# OBJECTIVE:
Starting from the line containing "For every instance of the yellow", write out every remaining line exactly, the last one included.

# MATERIAL SUPPLIED:

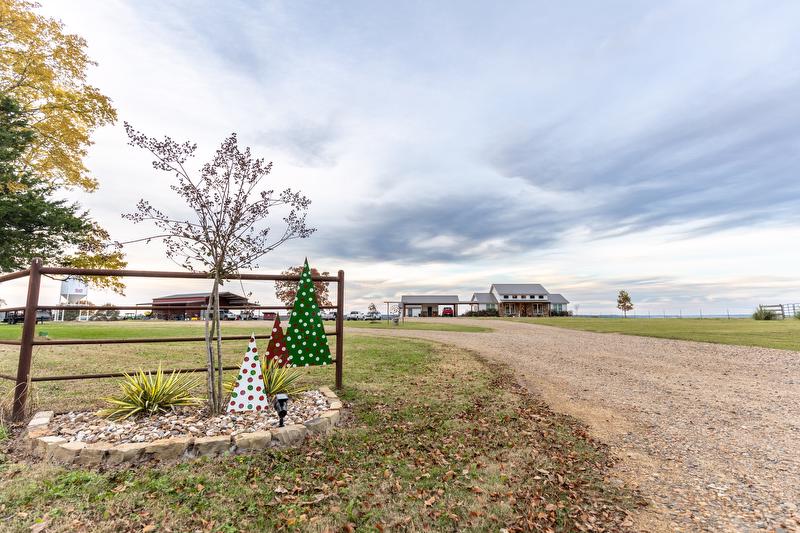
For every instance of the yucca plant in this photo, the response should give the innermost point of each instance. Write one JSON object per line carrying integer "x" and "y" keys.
{"x": 145, "y": 393}
{"x": 277, "y": 380}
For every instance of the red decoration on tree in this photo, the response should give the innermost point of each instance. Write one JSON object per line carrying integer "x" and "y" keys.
{"x": 277, "y": 347}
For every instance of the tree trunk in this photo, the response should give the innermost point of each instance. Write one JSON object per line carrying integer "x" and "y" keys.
{"x": 220, "y": 390}
{"x": 209, "y": 326}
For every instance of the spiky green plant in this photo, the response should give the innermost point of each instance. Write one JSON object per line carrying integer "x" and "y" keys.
{"x": 277, "y": 380}
{"x": 145, "y": 393}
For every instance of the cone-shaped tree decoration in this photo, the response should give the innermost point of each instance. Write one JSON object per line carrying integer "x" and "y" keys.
{"x": 305, "y": 337}
{"x": 248, "y": 392}
{"x": 277, "y": 345}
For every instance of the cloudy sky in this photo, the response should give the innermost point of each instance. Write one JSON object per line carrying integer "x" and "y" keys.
{"x": 651, "y": 146}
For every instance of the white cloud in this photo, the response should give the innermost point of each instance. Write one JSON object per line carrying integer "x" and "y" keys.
{"x": 586, "y": 148}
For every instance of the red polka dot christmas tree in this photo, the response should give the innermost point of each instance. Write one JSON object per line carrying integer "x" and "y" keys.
{"x": 306, "y": 341}
{"x": 248, "y": 392}
{"x": 277, "y": 345}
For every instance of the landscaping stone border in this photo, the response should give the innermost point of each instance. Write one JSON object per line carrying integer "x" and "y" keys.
{"x": 39, "y": 443}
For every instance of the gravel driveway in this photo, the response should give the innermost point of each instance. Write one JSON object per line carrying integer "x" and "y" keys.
{"x": 710, "y": 433}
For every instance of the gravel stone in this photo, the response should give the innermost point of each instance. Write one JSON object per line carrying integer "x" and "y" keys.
{"x": 709, "y": 432}
{"x": 88, "y": 427}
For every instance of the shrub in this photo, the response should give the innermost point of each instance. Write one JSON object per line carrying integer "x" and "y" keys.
{"x": 150, "y": 394}
{"x": 277, "y": 380}
{"x": 764, "y": 314}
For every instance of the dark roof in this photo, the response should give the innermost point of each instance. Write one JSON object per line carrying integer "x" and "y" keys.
{"x": 484, "y": 298}
{"x": 200, "y": 296}
{"x": 519, "y": 288}
{"x": 557, "y": 299}
{"x": 429, "y": 299}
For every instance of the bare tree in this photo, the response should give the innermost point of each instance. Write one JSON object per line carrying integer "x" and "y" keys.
{"x": 286, "y": 291}
{"x": 229, "y": 228}
{"x": 624, "y": 303}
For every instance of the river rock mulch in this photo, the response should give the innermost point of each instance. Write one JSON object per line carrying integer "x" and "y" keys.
{"x": 88, "y": 427}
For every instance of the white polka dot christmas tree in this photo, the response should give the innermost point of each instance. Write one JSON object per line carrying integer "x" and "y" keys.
{"x": 306, "y": 341}
{"x": 248, "y": 392}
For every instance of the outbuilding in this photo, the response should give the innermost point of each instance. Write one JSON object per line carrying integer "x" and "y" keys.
{"x": 183, "y": 306}
{"x": 427, "y": 304}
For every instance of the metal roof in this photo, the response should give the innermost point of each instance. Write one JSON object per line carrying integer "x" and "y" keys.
{"x": 484, "y": 298}
{"x": 199, "y": 295}
{"x": 429, "y": 299}
{"x": 558, "y": 299}
{"x": 519, "y": 288}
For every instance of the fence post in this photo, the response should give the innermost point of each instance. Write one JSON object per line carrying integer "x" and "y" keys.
{"x": 26, "y": 344}
{"x": 339, "y": 328}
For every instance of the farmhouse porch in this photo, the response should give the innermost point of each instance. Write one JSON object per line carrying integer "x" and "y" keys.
{"x": 524, "y": 309}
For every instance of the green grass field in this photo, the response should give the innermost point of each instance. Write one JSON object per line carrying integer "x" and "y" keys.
{"x": 160, "y": 328}
{"x": 782, "y": 334}
{"x": 433, "y": 438}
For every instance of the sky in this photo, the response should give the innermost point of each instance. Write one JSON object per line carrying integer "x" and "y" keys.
{"x": 589, "y": 147}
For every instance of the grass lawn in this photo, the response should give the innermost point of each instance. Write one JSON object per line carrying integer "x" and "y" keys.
{"x": 783, "y": 334}
{"x": 445, "y": 324}
{"x": 434, "y": 438}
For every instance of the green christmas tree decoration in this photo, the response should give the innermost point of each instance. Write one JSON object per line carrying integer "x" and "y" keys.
{"x": 305, "y": 336}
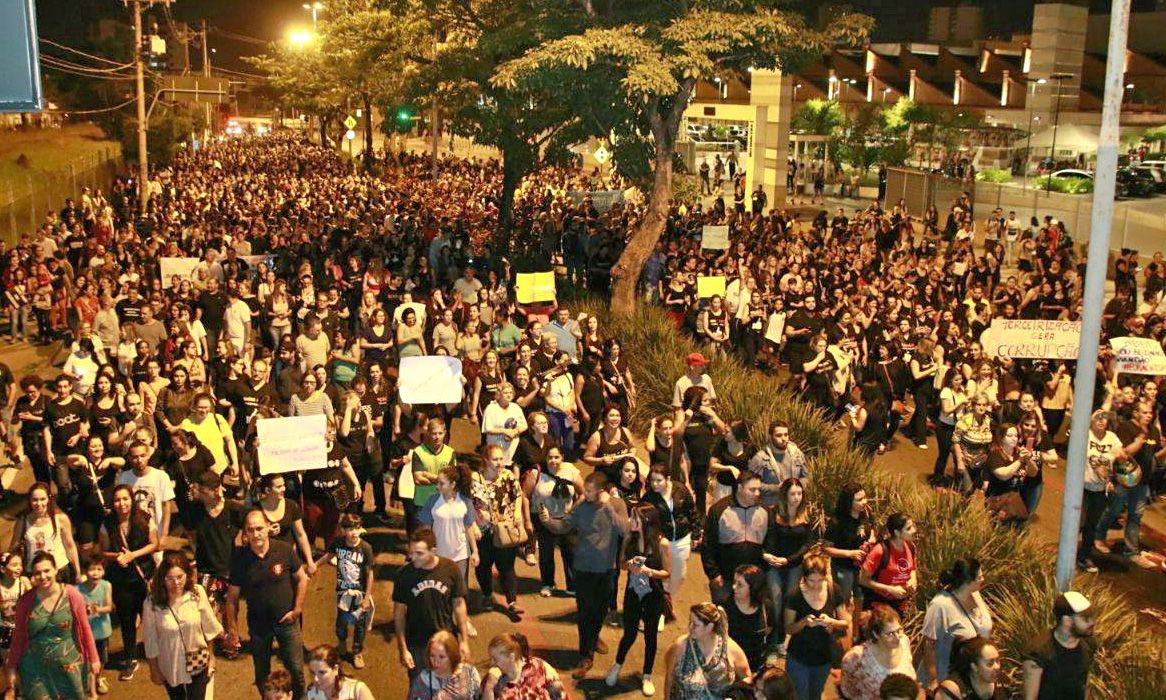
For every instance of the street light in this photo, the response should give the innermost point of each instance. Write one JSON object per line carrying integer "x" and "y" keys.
{"x": 300, "y": 39}
{"x": 1027, "y": 142}
{"x": 1056, "y": 121}
{"x": 314, "y": 8}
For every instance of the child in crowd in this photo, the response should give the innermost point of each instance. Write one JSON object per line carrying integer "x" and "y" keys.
{"x": 98, "y": 595}
{"x": 278, "y": 685}
{"x": 353, "y": 559}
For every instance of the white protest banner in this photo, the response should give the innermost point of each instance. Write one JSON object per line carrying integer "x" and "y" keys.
{"x": 1034, "y": 340}
{"x": 715, "y": 238}
{"x": 296, "y": 443}
{"x": 1138, "y": 356}
{"x": 430, "y": 379}
{"x": 184, "y": 267}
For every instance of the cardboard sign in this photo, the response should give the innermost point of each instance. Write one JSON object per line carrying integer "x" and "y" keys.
{"x": 1138, "y": 356}
{"x": 715, "y": 238}
{"x": 707, "y": 287}
{"x": 296, "y": 443}
{"x": 430, "y": 379}
{"x": 184, "y": 267}
{"x": 531, "y": 287}
{"x": 1032, "y": 340}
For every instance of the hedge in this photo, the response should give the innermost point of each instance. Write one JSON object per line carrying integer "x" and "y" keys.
{"x": 1018, "y": 568}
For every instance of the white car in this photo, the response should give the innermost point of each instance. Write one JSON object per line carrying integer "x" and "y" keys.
{"x": 1074, "y": 174}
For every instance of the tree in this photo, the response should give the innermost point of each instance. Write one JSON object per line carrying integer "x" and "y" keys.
{"x": 819, "y": 117}
{"x": 658, "y": 53}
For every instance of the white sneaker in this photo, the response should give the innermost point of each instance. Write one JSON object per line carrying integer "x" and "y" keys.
{"x": 612, "y": 677}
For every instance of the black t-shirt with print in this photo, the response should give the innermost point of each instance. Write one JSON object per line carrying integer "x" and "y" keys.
{"x": 64, "y": 421}
{"x": 429, "y": 596}
{"x": 267, "y": 583}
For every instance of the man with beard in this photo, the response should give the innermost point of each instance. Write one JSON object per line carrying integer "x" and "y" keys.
{"x": 1056, "y": 664}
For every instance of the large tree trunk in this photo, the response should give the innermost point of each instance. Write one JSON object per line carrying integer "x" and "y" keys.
{"x": 367, "y": 118}
{"x": 665, "y": 123}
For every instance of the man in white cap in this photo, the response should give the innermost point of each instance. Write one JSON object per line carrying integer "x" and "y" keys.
{"x": 1056, "y": 664}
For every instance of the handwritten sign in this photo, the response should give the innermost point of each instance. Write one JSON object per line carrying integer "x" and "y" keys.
{"x": 296, "y": 443}
{"x": 184, "y": 267}
{"x": 707, "y": 287}
{"x": 531, "y": 287}
{"x": 715, "y": 238}
{"x": 1138, "y": 356}
{"x": 1034, "y": 340}
{"x": 430, "y": 379}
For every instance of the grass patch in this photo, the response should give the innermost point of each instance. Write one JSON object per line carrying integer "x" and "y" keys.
{"x": 1017, "y": 567}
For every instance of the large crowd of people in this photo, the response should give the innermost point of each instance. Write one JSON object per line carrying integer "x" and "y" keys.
{"x": 308, "y": 284}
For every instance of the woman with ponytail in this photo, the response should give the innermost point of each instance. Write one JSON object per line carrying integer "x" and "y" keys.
{"x": 450, "y": 513}
{"x": 329, "y": 680}
{"x": 703, "y": 663}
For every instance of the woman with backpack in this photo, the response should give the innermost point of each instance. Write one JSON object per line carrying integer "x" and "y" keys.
{"x": 889, "y": 572}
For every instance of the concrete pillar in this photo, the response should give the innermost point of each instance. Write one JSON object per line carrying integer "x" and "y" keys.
{"x": 771, "y": 93}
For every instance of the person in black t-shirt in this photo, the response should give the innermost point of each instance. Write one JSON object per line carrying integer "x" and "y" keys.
{"x": 428, "y": 595}
{"x": 1056, "y": 664}
{"x": 272, "y": 578}
{"x": 65, "y": 426}
{"x": 29, "y": 414}
{"x": 216, "y": 524}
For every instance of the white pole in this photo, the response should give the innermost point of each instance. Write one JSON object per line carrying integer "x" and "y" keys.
{"x": 1104, "y": 183}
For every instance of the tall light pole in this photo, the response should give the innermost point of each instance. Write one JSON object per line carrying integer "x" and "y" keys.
{"x": 1056, "y": 120}
{"x": 1104, "y": 183}
{"x": 1027, "y": 141}
{"x": 314, "y": 8}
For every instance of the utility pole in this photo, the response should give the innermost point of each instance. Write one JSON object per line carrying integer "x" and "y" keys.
{"x": 1104, "y": 183}
{"x": 206, "y": 72}
{"x": 140, "y": 84}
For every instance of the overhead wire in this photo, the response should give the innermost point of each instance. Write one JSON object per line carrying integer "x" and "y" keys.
{"x": 79, "y": 53}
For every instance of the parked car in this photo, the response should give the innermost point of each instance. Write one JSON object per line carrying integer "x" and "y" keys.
{"x": 1137, "y": 183}
{"x": 1154, "y": 174}
{"x": 1074, "y": 174}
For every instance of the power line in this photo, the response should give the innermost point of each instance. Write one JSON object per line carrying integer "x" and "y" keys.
{"x": 79, "y": 53}
{"x": 48, "y": 62}
{"x": 113, "y": 109}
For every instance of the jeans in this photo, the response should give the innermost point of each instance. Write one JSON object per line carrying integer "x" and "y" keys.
{"x": 680, "y": 551}
{"x": 637, "y": 609}
{"x": 195, "y": 690}
{"x": 1133, "y": 503}
{"x": 559, "y": 428}
{"x": 594, "y": 599}
{"x": 780, "y": 583}
{"x": 503, "y": 558}
{"x": 943, "y": 435}
{"x": 359, "y": 627}
{"x": 547, "y": 543}
{"x": 290, "y": 641}
{"x": 1095, "y": 505}
{"x": 127, "y": 601}
{"x": 809, "y": 681}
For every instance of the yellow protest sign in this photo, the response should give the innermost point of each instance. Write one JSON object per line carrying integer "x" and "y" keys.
{"x": 532, "y": 287}
{"x": 714, "y": 286}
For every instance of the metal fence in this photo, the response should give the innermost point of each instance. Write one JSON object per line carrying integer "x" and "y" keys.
{"x": 922, "y": 189}
{"x": 26, "y": 201}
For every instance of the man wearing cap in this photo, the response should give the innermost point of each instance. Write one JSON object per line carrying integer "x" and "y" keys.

# ANSWER TO THE TASK:
For every instance of the yellow protest sign in this photo, the response should give the innermost point of each instance. Write one JSON object per line carrying integer "x" and "y" keys.
{"x": 532, "y": 287}
{"x": 714, "y": 286}
For every instance of the metal fence in this photo, the response should give the innermost point of each instance. Write one JSON object per line carrying integer "x" and "y" keys.
{"x": 922, "y": 189}
{"x": 26, "y": 201}
For every instance of the man wearing cap in this photo, the response should give the innermost point of each instance. Write one JSON object per line carrying integer "x" and "y" keys.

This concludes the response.